» **Exercise objective**:
Set out the lines below as a numbered list, leaving out any blank lines.
§
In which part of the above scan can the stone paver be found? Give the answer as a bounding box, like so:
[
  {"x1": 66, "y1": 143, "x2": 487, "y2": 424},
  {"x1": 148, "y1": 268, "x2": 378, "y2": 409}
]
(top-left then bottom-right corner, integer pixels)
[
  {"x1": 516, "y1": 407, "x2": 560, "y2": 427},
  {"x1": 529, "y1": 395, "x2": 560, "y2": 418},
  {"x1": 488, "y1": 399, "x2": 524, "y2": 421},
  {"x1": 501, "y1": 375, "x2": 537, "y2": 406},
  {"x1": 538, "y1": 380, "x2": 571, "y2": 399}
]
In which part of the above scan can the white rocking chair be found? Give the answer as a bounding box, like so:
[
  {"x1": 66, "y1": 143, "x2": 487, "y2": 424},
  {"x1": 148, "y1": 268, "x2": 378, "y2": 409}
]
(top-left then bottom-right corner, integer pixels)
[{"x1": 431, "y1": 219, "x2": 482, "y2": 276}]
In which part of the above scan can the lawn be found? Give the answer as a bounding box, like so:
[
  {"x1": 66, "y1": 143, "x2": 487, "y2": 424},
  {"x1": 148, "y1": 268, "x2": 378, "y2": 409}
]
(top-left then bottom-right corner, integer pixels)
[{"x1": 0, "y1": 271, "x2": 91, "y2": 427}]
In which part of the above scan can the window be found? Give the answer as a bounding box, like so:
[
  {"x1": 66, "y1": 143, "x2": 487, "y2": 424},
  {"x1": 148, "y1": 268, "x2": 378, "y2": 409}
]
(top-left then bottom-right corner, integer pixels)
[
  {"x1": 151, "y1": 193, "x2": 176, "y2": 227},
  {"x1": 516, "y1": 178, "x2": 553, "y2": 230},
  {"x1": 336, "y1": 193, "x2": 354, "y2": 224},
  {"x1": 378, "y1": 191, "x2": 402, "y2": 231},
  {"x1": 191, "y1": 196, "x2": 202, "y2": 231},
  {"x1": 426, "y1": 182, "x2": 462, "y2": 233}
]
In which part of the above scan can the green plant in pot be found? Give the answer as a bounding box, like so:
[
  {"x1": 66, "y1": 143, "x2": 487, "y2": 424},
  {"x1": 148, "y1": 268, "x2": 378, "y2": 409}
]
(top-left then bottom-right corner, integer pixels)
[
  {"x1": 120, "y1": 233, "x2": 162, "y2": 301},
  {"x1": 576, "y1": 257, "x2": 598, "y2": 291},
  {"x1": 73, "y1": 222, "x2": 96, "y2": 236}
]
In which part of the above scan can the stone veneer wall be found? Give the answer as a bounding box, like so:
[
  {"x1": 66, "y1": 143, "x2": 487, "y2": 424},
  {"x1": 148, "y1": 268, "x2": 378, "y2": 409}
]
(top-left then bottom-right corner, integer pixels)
§
» **Output of the exercise**:
1. In which part of the above scan can the stone paver be found? Give the answer as a bounding box, like so:
2. [
3.   {"x1": 66, "y1": 143, "x2": 487, "y2": 424},
4.   {"x1": 148, "y1": 268, "x2": 378, "y2": 409}
5. ]
6. (top-left then bottom-right corner, integer pixels)
7. [
8.   {"x1": 516, "y1": 407, "x2": 560, "y2": 427},
9.   {"x1": 529, "y1": 395, "x2": 560, "y2": 418},
10.   {"x1": 488, "y1": 399, "x2": 524, "y2": 421},
11.   {"x1": 501, "y1": 375, "x2": 537, "y2": 406},
12.   {"x1": 538, "y1": 380, "x2": 571, "y2": 399}
13. ]
14. In which part of the above scan can the white rocking chair be found? Give the answer as a bounding box, like so:
15. [
16.   {"x1": 66, "y1": 143, "x2": 487, "y2": 424},
17.   {"x1": 148, "y1": 268, "x2": 378, "y2": 409}
18. ]
19. (top-left then bottom-right corner, integer pixels)
20. [{"x1": 431, "y1": 219, "x2": 482, "y2": 276}]
21. In which part of the above scan can the lawn be found? Give the answer as a bounding box, like so:
22. [
23.   {"x1": 66, "y1": 143, "x2": 487, "y2": 424},
24.   {"x1": 148, "y1": 268, "x2": 378, "y2": 409}
25. ]
26. (top-left then bottom-right corner, integer pixels)
27. [{"x1": 0, "y1": 271, "x2": 91, "y2": 427}]
28. In which part of the above scan can the window be found? Give the answer as a bounding box, like so:
29. [
30.   {"x1": 66, "y1": 143, "x2": 487, "y2": 424},
31.   {"x1": 148, "y1": 268, "x2": 378, "y2": 409}
32. ]
33. (top-left then bottom-right corner, integer pixels)
34. [
35.   {"x1": 151, "y1": 193, "x2": 176, "y2": 227},
36.   {"x1": 516, "y1": 178, "x2": 553, "y2": 230},
37.   {"x1": 336, "y1": 193, "x2": 354, "y2": 224},
38.   {"x1": 378, "y1": 191, "x2": 402, "y2": 231},
39.   {"x1": 191, "y1": 196, "x2": 202, "y2": 231},
40.   {"x1": 426, "y1": 182, "x2": 462, "y2": 233}
41. ]
42. In which part of the above scan can the green plant in pot be found? Give the answer as a bounding box, like so:
43. [
44.   {"x1": 66, "y1": 143, "x2": 487, "y2": 424},
45.   {"x1": 148, "y1": 268, "x2": 378, "y2": 409}
46. ]
47. (top-left then bottom-right corner, integer pixels)
48. [
49.   {"x1": 120, "y1": 233, "x2": 162, "y2": 301},
50.   {"x1": 576, "y1": 257, "x2": 598, "y2": 291},
51.   {"x1": 73, "y1": 222, "x2": 96, "y2": 236}
52. ]
53. In which part of the above scan can the stone veneer wall be found? Give the answer as a bounding box, like so:
54. [
55.   {"x1": 66, "y1": 143, "x2": 487, "y2": 424},
56.   {"x1": 148, "y1": 268, "x2": 378, "y2": 409}
57. ]
58. (top-left then bottom-right corner, integer pixels)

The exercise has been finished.